[Begin Data shown]

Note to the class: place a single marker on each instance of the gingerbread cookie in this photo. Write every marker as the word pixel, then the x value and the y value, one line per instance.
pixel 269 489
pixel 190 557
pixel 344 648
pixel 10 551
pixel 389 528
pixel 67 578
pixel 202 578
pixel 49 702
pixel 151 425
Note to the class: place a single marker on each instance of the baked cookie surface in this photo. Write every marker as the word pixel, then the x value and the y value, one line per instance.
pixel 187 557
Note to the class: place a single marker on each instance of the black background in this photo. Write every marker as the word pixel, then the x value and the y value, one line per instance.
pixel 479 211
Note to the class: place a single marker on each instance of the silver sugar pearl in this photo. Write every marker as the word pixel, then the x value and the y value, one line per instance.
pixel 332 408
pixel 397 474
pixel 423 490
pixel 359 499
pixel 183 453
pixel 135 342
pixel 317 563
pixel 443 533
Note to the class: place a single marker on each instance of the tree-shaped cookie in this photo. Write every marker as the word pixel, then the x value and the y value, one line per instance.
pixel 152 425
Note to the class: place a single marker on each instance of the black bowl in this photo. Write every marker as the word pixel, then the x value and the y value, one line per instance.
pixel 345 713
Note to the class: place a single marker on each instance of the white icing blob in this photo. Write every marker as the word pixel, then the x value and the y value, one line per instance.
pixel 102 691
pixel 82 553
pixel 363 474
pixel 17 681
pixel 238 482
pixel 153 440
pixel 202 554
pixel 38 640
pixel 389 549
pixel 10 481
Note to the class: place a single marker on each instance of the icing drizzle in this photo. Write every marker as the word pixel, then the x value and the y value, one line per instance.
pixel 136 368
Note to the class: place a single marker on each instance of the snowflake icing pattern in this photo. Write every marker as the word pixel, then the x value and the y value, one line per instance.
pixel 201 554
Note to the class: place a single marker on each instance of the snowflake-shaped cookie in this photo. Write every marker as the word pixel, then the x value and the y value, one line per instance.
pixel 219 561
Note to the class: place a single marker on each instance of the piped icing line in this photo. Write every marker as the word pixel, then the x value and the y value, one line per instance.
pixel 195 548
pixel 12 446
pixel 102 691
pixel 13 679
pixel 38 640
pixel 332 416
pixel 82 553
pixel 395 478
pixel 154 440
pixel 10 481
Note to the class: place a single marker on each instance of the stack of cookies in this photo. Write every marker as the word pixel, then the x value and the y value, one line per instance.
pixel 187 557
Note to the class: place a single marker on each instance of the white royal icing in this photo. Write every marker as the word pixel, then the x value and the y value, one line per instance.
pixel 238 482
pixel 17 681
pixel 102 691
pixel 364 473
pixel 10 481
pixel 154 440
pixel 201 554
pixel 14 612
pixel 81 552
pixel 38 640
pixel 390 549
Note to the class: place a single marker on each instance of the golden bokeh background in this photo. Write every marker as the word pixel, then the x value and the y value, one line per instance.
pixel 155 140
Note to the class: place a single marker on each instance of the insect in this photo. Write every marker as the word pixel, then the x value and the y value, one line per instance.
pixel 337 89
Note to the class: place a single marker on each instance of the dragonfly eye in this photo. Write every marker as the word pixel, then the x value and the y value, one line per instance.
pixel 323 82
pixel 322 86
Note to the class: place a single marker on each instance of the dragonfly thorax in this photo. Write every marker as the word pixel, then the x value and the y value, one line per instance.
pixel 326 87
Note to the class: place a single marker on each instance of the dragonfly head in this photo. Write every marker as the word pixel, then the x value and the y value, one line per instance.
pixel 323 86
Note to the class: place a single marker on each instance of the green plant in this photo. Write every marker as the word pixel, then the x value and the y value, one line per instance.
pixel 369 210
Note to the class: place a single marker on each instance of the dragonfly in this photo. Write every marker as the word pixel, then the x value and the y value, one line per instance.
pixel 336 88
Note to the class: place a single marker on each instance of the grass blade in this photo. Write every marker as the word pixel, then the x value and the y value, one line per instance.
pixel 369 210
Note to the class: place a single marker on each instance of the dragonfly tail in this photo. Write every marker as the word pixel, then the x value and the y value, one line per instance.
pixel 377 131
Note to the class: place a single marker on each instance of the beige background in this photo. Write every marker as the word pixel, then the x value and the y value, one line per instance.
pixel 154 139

[End Data shown]

■ What needs to be done ■
Copy out word for word the lines of the entries that begin at the line containing "of the insect" and stop after the line containing "pixel 322 86".

■ Worked answer ■
Note to the class: place a single marker on each instance of the insect in this photo. Write every marker as the word pixel, then the x value and the y value, one line per instance.
pixel 337 89
Note to the class: place a single marker on each instance of the dragonfly eye in this photo. Write every marker as the word pixel, then the x value and the y value, one line per instance.
pixel 323 82
pixel 322 86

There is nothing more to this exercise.